> **Descrizione del problema**: Indica quante righe dei record contengono la stringa "branch", distinguendo tra maiuscole e minuscole. Rispondi soltanto con il numero.

——

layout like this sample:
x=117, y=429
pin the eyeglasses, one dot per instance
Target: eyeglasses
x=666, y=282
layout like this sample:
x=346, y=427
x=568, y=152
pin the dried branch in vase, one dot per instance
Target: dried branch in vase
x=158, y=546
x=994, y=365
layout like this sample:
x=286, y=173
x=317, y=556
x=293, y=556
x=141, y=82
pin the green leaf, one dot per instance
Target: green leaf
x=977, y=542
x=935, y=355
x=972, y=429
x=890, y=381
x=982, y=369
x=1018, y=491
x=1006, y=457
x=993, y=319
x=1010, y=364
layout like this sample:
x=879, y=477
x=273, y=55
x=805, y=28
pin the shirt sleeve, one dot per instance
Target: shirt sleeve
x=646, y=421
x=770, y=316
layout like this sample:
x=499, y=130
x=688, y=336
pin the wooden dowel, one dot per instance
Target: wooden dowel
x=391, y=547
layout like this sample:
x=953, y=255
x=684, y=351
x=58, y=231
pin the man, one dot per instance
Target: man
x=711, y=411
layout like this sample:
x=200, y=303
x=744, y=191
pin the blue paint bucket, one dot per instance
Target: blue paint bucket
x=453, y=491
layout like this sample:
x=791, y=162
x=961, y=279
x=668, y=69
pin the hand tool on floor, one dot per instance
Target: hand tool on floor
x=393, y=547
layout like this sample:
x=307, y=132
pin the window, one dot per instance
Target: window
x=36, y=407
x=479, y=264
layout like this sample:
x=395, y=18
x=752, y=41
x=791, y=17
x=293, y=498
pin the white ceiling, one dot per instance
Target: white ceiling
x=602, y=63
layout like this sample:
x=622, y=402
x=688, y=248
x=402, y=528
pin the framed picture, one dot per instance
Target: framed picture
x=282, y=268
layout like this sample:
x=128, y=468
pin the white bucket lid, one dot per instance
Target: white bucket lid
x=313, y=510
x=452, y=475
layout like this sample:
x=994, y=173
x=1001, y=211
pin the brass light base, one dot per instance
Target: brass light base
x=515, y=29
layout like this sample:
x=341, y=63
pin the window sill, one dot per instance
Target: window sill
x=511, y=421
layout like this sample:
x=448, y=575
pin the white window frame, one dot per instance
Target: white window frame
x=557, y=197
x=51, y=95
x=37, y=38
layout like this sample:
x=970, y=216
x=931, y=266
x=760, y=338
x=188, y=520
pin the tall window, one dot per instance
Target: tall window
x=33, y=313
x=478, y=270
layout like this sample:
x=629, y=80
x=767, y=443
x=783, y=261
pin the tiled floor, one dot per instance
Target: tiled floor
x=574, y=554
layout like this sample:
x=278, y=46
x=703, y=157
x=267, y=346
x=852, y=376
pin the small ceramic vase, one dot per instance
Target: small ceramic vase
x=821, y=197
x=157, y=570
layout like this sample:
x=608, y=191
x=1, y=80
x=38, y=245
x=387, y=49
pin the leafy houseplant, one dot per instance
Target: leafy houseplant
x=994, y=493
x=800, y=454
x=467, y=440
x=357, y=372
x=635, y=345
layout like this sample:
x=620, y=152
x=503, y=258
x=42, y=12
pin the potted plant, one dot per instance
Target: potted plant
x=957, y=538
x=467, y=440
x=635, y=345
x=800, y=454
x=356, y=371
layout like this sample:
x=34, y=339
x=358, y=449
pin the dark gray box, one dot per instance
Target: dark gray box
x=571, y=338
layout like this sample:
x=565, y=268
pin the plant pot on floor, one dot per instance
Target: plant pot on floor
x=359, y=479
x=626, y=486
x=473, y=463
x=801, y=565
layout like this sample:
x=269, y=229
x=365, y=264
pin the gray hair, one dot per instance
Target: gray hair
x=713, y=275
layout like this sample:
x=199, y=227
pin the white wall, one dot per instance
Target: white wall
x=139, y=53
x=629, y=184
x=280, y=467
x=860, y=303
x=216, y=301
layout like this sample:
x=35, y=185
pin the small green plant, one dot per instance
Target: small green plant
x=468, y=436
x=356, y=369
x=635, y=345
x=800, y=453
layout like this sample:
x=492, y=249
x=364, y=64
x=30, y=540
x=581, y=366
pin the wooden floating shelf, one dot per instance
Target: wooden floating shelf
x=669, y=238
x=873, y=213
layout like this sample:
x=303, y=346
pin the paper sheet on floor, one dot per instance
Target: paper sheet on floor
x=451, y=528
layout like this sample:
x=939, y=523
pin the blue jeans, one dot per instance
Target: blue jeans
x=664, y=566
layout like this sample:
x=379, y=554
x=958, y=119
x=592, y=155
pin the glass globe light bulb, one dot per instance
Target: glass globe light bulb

——

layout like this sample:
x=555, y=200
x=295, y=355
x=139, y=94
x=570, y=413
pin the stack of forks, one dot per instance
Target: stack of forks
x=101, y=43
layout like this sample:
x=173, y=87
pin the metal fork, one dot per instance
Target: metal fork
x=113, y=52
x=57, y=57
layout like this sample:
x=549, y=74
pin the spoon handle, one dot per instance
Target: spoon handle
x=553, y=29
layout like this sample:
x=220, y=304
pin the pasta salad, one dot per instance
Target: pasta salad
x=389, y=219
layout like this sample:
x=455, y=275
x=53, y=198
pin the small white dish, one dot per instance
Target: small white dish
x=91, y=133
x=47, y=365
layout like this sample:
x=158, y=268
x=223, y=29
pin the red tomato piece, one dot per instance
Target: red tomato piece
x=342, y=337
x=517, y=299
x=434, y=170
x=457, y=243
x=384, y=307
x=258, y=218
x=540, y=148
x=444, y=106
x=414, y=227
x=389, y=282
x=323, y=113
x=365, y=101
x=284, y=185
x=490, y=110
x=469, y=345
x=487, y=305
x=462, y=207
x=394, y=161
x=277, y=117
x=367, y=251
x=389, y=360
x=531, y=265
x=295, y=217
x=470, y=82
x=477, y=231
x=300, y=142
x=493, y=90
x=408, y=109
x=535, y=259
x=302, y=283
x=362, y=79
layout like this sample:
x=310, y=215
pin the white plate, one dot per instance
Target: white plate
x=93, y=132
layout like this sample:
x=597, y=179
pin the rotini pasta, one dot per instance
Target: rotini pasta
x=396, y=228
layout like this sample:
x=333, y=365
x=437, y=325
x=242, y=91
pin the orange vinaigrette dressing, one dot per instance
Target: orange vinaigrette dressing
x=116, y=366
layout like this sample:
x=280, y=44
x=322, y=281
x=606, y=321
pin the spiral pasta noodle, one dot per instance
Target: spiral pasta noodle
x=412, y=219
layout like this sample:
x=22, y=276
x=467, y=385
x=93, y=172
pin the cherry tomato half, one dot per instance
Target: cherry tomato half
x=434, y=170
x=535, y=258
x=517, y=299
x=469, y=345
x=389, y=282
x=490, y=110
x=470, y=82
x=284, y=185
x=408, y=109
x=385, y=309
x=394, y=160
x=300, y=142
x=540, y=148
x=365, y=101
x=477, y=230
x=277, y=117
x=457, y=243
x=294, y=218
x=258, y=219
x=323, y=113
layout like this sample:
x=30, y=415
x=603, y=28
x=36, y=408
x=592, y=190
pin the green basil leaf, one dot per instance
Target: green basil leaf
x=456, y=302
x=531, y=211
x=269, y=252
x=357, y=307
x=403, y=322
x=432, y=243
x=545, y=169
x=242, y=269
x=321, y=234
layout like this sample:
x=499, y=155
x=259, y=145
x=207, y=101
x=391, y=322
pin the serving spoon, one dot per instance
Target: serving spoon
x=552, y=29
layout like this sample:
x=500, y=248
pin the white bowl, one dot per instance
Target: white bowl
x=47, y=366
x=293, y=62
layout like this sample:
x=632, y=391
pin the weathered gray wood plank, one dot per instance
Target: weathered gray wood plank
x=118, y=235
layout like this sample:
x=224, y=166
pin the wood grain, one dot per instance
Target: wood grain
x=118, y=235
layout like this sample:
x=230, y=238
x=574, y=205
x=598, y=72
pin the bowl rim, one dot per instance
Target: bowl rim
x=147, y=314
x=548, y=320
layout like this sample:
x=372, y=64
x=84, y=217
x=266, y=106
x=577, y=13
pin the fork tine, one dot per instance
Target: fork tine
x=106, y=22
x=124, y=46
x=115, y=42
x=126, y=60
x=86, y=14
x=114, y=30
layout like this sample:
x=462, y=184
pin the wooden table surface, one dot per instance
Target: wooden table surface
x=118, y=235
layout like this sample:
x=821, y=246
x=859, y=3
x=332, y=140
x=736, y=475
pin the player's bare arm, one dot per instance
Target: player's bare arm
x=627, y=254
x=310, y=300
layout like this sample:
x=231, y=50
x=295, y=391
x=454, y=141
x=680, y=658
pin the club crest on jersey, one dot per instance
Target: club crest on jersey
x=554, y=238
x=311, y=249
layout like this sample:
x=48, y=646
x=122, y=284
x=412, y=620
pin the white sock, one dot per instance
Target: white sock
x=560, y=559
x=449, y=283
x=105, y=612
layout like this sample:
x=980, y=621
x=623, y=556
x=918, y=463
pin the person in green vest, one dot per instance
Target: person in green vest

——

> **Risultato ottenuto**: 2